┌─ MATERIAL SHOWN

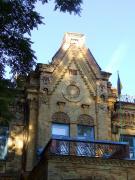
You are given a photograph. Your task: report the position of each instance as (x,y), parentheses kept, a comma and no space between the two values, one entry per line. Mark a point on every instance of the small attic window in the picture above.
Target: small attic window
(73,71)
(74,41)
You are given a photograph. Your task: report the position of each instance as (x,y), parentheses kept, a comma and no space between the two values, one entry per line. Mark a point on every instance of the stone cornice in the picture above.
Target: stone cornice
(93,161)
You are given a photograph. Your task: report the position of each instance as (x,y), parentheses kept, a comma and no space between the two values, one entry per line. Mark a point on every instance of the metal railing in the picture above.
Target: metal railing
(75,147)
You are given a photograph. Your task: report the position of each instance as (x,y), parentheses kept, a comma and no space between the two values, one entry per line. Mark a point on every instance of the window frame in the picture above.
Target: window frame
(83,137)
(131,148)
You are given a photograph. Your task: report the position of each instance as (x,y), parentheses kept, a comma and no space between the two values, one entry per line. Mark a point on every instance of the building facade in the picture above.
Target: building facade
(69,124)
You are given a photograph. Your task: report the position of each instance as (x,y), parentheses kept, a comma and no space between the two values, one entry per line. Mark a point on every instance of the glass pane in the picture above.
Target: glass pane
(86,132)
(60,129)
(131,141)
(3,142)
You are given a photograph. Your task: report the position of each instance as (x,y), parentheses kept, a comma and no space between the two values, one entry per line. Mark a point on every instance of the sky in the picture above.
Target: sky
(109,27)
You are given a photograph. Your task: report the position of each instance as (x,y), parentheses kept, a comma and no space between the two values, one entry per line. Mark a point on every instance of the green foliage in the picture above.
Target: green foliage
(7,94)
(17,19)
(69,6)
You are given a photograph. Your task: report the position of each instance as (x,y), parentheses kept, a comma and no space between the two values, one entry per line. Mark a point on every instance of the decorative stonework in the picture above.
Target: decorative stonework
(60,117)
(72,91)
(85,119)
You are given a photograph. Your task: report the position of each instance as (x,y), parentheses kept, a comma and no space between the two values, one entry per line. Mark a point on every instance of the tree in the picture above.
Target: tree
(17,19)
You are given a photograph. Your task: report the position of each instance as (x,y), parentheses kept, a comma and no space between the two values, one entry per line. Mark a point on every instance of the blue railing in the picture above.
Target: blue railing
(76,147)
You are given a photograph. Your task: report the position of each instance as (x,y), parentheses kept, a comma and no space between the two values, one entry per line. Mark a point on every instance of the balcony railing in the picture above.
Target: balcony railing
(64,146)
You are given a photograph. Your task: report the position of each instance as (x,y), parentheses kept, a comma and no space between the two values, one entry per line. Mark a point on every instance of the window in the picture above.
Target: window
(3,142)
(131,141)
(60,147)
(86,132)
(60,129)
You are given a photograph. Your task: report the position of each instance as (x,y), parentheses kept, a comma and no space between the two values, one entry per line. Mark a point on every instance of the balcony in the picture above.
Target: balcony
(128,99)
(65,146)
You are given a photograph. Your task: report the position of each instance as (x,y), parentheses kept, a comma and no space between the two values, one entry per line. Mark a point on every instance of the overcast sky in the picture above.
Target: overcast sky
(109,27)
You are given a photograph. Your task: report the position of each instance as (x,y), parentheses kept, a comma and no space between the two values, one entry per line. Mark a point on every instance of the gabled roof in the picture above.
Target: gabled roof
(75,43)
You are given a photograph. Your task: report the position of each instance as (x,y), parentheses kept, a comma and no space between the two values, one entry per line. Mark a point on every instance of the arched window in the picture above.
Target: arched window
(60,124)
(85,128)
(60,117)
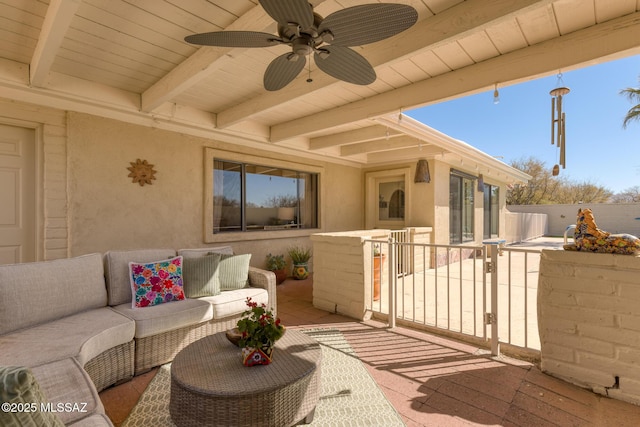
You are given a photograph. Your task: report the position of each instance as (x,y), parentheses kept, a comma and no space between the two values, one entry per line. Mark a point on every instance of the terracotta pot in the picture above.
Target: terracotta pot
(281,275)
(301,271)
(378,261)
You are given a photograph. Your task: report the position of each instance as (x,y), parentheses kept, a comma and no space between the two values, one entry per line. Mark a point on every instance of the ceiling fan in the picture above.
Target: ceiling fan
(327,38)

└─

=== REQUIRED WORK ===
Take the listing and print it again exactly, but without any pictures.

=== TASK RESULT ===
You are given a photograph. Your task: report the position of each instance as (x,y), parentheses kept, a comma and no space between the two values, one entry per line. Mark a point on every instance of the small attic window in the picture above.
Target: small attic window
(73,71)
(74,41)
You are given a photograph. Your task: report the position of each instance as (x,y), parentheses kept, a comma and no space between the two values, one entry per line. Mark a point on every instance of the stone cornice in the picture above.
Target: stone cornice
(93,161)
You are given a photograph. Your task: report the position of each instance as (x,y), parentheses kept, a comma and no space between the two values, one entry per line. Mark a point on every instance of the metal railing in the picture above.
Target: metal railing
(75,147)
You are given a photograph. Your task: report the position of each instance as (x,y), parentheses kept, a comma and no space between the two values, one entry per line. Mark a point on every instance of the window frame in the picture above.
Target: window frame
(83,137)
(131,148)
You are given a photograph. Your task: report the position of each instance as (x,y), parentheses kept, a comma and no space between the two values, one entry per line. Mark a point on every instance of the building facade in the picture above.
Target: building facade
(69,124)
You are given a photograph. Your task: report the position of each instance as (x,y), parentheses kept, a comma and no space between the two values, one entry per line. Mark a point on every instance of the glass pane in the picture above.
Target: glass pane
(86,132)
(60,129)
(131,141)
(3,142)
You are given a photograph. Your task: report the position of each instance as (x,y), parentheses kept, a comma and no space between the two values, one entry per line. Mark a point on every instance of the sky in the picture above.
Target: sky
(109,27)
You are given a photograph. Your task: report the position of each instance as (x,y), parentheses kept, a comma and no space between the two values, one entry per line. Mark a point on every instance of the green foliage in the picture above.
Target: green foliage
(7,94)
(17,19)
(69,6)
You are given a photograph. Your task: report the position of each instance as (x,y), parentheses kept, a comma and no space between the two values, one entry per line. Mark a point on every instance of the decorative stonework in the picture above.
Target: decorative stonework
(60,117)
(72,91)
(85,119)
You are given a photograph. Your task: report the position of each instance as (x,y), parentheses kept, a comma and no space between the two values, one entry per line. Mark a point on every instance of the tree in the picture above.
Target: tree
(17,19)
You are given a photograph. Your task: report the position of each instance as (x,y), parentheses kept, a comma and no space between the two values, one entry per line. Mark a point on every instance of the blue railing in the picture above.
Target: blue railing
(76,147)
You are given a photograph. Your task: report the position of each instance as (x,y), parentheses kept, a comma and no space between the two values, one entry per line. Mark a point on every instance of the balcony railing in the picture above.
Target: balcony railing
(64,146)
You are given a photograph. Your task: report the position of each instance as (x,y), parentheses kept, a comma and no space between the two values, one entry per line. Mark a point on every instance of the window in the picture above.
Target: window
(3,142)
(131,141)
(60,147)
(86,132)
(60,129)
You are given a photograph. Your task: report the position of each instance as (x,y), parentheses kept, a comma and no space between the two values, one entry per line. Mark a point on every instance of the balcony in the picture above.
Target: balcony
(128,99)
(65,146)
You are given a photograph. Your task: report the position of each instance as (x,y), parentheses kept, a comma and no space between the two values, one entry per line. Mark a point on every instance of the overcast sky in the picture above.
Target: overcast sky
(109,27)
You are given a photograph. Your task: report the position of each instance as (x,y), parentheses kept, a comma and no space between the two values, one entry per line. Mark a point on every instance of the gabled roof in the picture above.
Target: gabled roof
(75,43)
You are given a photograph. Your task: report the position of each instance as (x,y), parentheses kept, a comma and no space between the two values, one entry per line. Mark a point on every instance of the arched window in the picture above.
Target: arched window
(60,124)
(85,128)
(60,117)
You are given a photograph. Your task: report the position of each instance as (x,y), parentheses kept, a comma and no space between the two values, one entry per line. Mark a point on every instance of the terracotta pot in the picture above.
Target: terracotta pot
(281,275)
(301,271)
(378,261)
You are given a photograph. Your task: report the position of each instance as (x,y), parentheses kept, a comma and no space between the two values, one entry per line. Mark a point on every instance of the ceiling fan in the picture above.
Target: ceiling fan
(327,38)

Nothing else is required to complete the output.